Material for this exercise |
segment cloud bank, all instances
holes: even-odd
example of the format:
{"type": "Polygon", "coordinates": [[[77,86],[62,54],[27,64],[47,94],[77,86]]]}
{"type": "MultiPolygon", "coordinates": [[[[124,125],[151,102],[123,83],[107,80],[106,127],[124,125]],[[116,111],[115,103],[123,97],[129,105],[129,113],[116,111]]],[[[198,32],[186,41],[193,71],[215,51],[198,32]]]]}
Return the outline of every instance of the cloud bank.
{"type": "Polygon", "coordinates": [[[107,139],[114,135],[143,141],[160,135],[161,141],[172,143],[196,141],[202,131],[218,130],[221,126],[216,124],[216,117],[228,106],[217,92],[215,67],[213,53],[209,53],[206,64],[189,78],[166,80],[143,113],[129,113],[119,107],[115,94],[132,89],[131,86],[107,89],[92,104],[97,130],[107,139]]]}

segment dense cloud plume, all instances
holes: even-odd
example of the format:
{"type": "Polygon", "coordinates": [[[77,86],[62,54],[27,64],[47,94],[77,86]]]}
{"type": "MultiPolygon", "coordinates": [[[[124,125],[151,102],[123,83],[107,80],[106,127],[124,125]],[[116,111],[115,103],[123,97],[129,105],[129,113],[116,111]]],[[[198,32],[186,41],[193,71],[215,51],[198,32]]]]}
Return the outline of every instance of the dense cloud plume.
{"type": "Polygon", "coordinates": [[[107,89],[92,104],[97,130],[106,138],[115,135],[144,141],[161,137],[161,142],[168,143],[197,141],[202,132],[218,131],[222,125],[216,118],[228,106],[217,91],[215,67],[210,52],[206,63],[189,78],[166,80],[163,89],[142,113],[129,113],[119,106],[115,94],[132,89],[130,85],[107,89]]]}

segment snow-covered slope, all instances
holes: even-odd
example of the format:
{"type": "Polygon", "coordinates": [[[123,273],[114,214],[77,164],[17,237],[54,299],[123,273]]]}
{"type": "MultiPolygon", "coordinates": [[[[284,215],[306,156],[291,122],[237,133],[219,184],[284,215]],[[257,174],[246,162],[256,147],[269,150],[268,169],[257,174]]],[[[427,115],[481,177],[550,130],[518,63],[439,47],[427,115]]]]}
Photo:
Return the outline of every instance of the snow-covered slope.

Written task | Only those lines running from the one containing "segment snow-covered slope, all instances" through the last line of the data above are to be copied, exactly, with both ends included.

Finished answer |
segment snow-covered slope, all instances
holes: even-odd
example of the format:
{"type": "Polygon", "coordinates": [[[123,273],[114,214],[77,164],[17,237],[54,299],[123,273]]]}
{"type": "MultiPolygon", "coordinates": [[[[284,215],[306,156],[291,122],[237,133],[219,184],[284,215]],[[257,174],[246,162],[256,147],[269,150],[268,169],[257,174]]],[[[427,115],[481,177],[550,130],[518,63],[439,47],[427,115]]]]}
Photo:
Return the outline of every instance of the snow-covered slope.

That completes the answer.